Put every line of the records below into a JSON list of strings, one string per line, with blank lines skipped and the pictures left out.
# Start of Records for this task
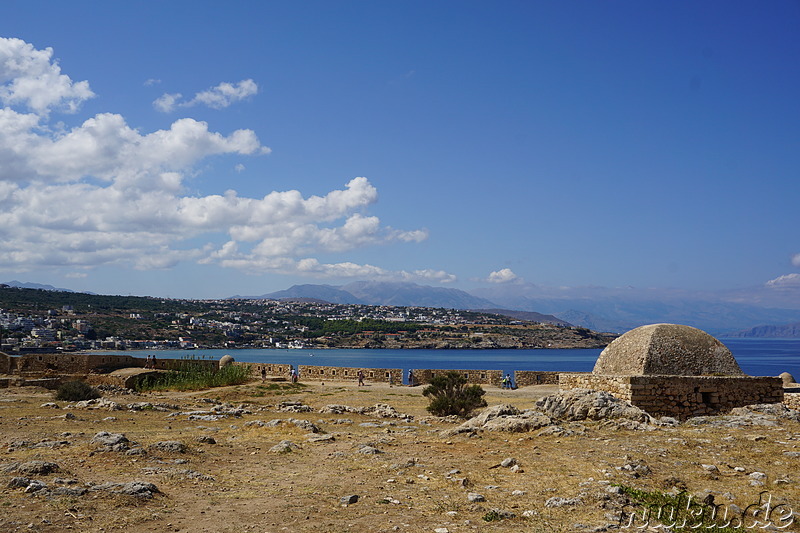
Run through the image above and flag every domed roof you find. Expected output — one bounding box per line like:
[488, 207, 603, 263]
[592, 324, 745, 376]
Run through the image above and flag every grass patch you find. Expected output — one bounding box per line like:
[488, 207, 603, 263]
[136, 359, 251, 391]
[252, 383, 308, 396]
[615, 485, 792, 533]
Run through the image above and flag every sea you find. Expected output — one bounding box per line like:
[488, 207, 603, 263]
[84, 338, 800, 380]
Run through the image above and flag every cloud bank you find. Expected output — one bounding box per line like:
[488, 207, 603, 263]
[0, 38, 438, 281]
[153, 79, 258, 113]
[487, 268, 519, 283]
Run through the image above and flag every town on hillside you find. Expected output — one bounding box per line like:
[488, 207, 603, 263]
[0, 285, 614, 353]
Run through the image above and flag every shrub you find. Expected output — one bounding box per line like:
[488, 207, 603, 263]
[135, 359, 251, 392]
[422, 372, 486, 417]
[56, 380, 101, 402]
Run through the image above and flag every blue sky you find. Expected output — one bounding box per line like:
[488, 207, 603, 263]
[0, 0, 800, 303]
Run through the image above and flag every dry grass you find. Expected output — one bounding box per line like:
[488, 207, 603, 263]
[0, 383, 800, 533]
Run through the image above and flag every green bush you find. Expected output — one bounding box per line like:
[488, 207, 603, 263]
[134, 359, 251, 392]
[422, 372, 486, 417]
[56, 381, 101, 402]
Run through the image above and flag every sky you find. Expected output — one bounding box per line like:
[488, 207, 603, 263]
[0, 0, 800, 302]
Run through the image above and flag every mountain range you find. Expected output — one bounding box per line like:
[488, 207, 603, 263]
[258, 282, 800, 336]
[6, 281, 800, 338]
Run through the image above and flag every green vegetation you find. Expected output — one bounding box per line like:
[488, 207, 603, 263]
[614, 485, 792, 533]
[422, 372, 486, 417]
[56, 380, 101, 402]
[136, 359, 251, 391]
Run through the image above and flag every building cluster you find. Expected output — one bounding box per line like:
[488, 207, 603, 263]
[0, 299, 513, 352]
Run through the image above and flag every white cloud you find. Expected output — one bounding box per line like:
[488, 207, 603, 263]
[767, 274, 800, 289]
[487, 268, 519, 283]
[0, 39, 438, 282]
[153, 93, 183, 113]
[0, 37, 94, 116]
[153, 79, 258, 113]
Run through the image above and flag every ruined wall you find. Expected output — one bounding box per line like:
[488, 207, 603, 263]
[559, 374, 784, 419]
[514, 370, 559, 387]
[783, 392, 800, 411]
[233, 361, 292, 381]
[414, 369, 503, 387]
[298, 365, 403, 384]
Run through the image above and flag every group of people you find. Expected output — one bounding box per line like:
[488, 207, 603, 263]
[144, 355, 156, 368]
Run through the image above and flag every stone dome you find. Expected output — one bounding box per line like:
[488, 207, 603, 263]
[592, 324, 745, 376]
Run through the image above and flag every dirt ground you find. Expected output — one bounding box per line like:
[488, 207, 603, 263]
[0, 381, 800, 533]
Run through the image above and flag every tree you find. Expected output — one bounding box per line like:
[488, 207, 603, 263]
[422, 372, 486, 417]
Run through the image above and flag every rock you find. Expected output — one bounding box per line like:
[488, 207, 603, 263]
[278, 401, 314, 413]
[356, 445, 383, 455]
[147, 440, 189, 453]
[308, 433, 336, 442]
[67, 398, 122, 411]
[91, 431, 130, 447]
[536, 389, 657, 424]
[269, 440, 300, 453]
[25, 479, 47, 493]
[544, 496, 582, 507]
[339, 494, 358, 505]
[7, 477, 31, 489]
[16, 461, 59, 476]
[288, 418, 321, 433]
[90, 481, 161, 499]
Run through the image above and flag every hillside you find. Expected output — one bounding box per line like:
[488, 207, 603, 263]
[728, 322, 800, 339]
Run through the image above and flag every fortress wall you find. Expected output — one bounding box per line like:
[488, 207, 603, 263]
[514, 370, 559, 387]
[783, 392, 800, 411]
[559, 374, 784, 419]
[414, 369, 503, 387]
[233, 361, 292, 381]
[297, 365, 403, 384]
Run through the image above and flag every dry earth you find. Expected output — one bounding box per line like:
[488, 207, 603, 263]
[0, 382, 800, 533]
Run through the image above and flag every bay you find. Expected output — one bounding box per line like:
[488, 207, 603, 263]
[84, 338, 800, 379]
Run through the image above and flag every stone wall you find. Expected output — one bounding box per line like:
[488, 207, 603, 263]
[233, 361, 292, 381]
[514, 370, 559, 387]
[558, 374, 784, 419]
[298, 365, 403, 384]
[414, 369, 503, 387]
[783, 392, 800, 411]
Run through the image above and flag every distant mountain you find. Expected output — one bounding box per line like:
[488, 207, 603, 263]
[258, 281, 497, 309]
[2, 280, 80, 294]
[726, 322, 800, 339]
[471, 284, 800, 336]
[258, 284, 367, 305]
[471, 309, 572, 327]
[342, 281, 498, 309]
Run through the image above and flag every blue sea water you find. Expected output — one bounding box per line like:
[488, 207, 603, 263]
[84, 339, 800, 379]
# End of Records for this task
• **Answer to this task**
[
  "Run through the image above and flag every domed roof you find. Expected output — one bounding box per line like:",
  "[488, 207, 603, 263]",
  "[592, 324, 745, 376]",
  "Run through the image above and flag every grass patch you find. Expected output — one bounding box per line like:",
  "[488, 207, 603, 263]",
  "[136, 359, 251, 391]",
  "[252, 383, 308, 396]",
  "[615, 485, 792, 533]",
  "Run through the image above and flag every sea you find. Expected output — one bounding box per line like:",
  "[488, 207, 603, 263]",
  "[84, 338, 800, 380]",
  "Run through the image above and flag every cloud bank you find. Expected output — one bounding box per line like:",
  "[488, 207, 603, 263]",
  "[0, 38, 438, 281]",
  "[153, 79, 258, 113]",
  "[487, 268, 519, 283]",
  "Run through the image above and flag every town on hillside you find. Expected output — one bounding box per line like:",
  "[488, 207, 603, 263]",
  "[0, 285, 614, 353]",
  "Run through the image above and flag every shrub you find. Expected output — one bounding box per line like:",
  "[488, 207, 603, 263]",
  "[135, 359, 251, 392]",
  "[422, 372, 486, 417]",
  "[56, 380, 101, 402]",
  "Run through the image above and flag every blue sky you find. Expected output — one bounding box per line like:",
  "[488, 207, 603, 263]",
  "[0, 0, 800, 303]",
  "Run through the image above and flag every dry grass you find. Expected output — one bounding box per line like:",
  "[488, 207, 603, 263]",
  "[0, 383, 800, 533]",
  "Run through the image above and flag every green bush you find. Expected output — one bounding box per line like:",
  "[488, 207, 603, 263]",
  "[134, 359, 251, 392]",
  "[422, 372, 486, 417]",
  "[56, 381, 101, 402]",
  "Run through the image above and flag every sky you find. Expected output — one bounding box per line like:",
  "[488, 207, 603, 263]",
  "[0, 0, 800, 302]",
  "Run through the image above and flag every mountain range you find. Expected output — one bounding box per line like:",
  "[488, 207, 603, 263]",
  "[258, 282, 800, 336]",
  "[6, 281, 800, 338]",
  "Run through the image above and flag every green vegetation you find. Expected output — one bounding box per line like:",
  "[488, 207, 603, 263]",
  "[614, 485, 792, 533]",
  "[422, 372, 486, 417]",
  "[56, 380, 101, 402]",
  "[136, 359, 251, 391]",
  "Run through the image above and flag every building cluster you find. Expected output — one bounding box per line like:",
  "[488, 207, 603, 263]",
  "[0, 299, 513, 352]",
  "Run through the image above and flag every white cloud you find. Expected output — one bounding box per line like:",
  "[488, 207, 603, 263]",
  "[767, 274, 800, 289]",
  "[487, 268, 519, 283]",
  "[0, 39, 438, 282]",
  "[153, 93, 183, 113]",
  "[0, 37, 94, 116]",
  "[153, 79, 258, 113]",
  "Run through the image above and flag every ruined wall you find. Expected output — one bounding box per line like:",
  "[488, 207, 603, 263]",
  "[559, 374, 784, 419]",
  "[514, 370, 559, 387]",
  "[783, 392, 800, 411]",
  "[233, 361, 292, 381]",
  "[414, 369, 503, 387]",
  "[298, 365, 403, 384]",
  "Run through the image above and flag every group of people you find. Expected output — one bounding box per line like:",
  "[488, 207, 603, 263]",
  "[144, 355, 156, 368]",
  "Run through the image above and flag every stone dome you find. Expected output — one bounding box per line like:",
  "[488, 207, 603, 263]",
  "[592, 324, 745, 376]",
  "Run through the image above and flag every dirt ground you find. Expected output — one bounding box per line like:",
  "[488, 207, 603, 263]",
  "[0, 381, 800, 533]",
  "Run through the image above and flag every tree you find. Expected output — one bounding box per line like:",
  "[488, 207, 603, 263]",
  "[422, 372, 486, 417]",
  "Run through the image above and flag every rock you find. Expected output — one bounding box per line like:",
  "[488, 207, 603, 263]",
  "[278, 401, 314, 413]",
  "[356, 445, 383, 455]",
  "[147, 440, 189, 453]",
  "[308, 433, 336, 442]",
  "[67, 398, 122, 411]",
  "[91, 431, 130, 447]",
  "[536, 389, 657, 424]",
  "[269, 440, 300, 453]",
  "[25, 479, 47, 493]",
  "[544, 496, 582, 507]",
  "[339, 494, 358, 505]",
  "[7, 477, 31, 489]",
  "[16, 461, 59, 476]",
  "[288, 418, 321, 433]",
  "[90, 481, 161, 499]",
  "Run through the image above and flag every hillside you find. Expected output — one bounding box per line like:",
  "[488, 207, 603, 263]",
  "[728, 322, 800, 339]",
  "Run through the image above and flag every fortress wall you find. Expected output — one bounding box per line like:",
  "[488, 207, 603, 263]",
  "[514, 370, 559, 387]",
  "[783, 392, 800, 411]",
  "[559, 374, 784, 419]",
  "[414, 369, 503, 387]",
  "[233, 361, 292, 381]",
  "[297, 365, 403, 384]",
  "Run through the image above and flag every dry earth you find. Expected output — one bounding box per line like:",
  "[488, 207, 603, 263]",
  "[0, 382, 800, 533]",
  "Run through the image above and flag every bay you find. Expected output — one bounding box per line like:",
  "[488, 207, 603, 263]",
  "[84, 338, 800, 379]",
  "Run through the image above and flag every stone wall you find. Expected output — one bounding box per line like:",
  "[488, 207, 603, 263]",
  "[233, 361, 292, 381]",
  "[514, 370, 559, 387]",
  "[558, 374, 784, 419]",
  "[298, 365, 403, 384]",
  "[414, 369, 503, 387]",
  "[783, 392, 800, 411]",
  "Run through the image above and flag every distant mountain you find. Expected output — one bounding box per line like:",
  "[488, 207, 603, 263]",
  "[258, 281, 497, 309]",
  "[2, 280, 80, 294]",
  "[726, 322, 800, 339]",
  "[471, 284, 800, 336]",
  "[258, 284, 367, 305]",
  "[471, 309, 572, 327]",
  "[342, 281, 498, 309]",
  "Run through the image above and flag every blue sea water you find. Expected output — one bounding box per line like:",
  "[488, 207, 603, 263]",
  "[84, 339, 800, 379]"
]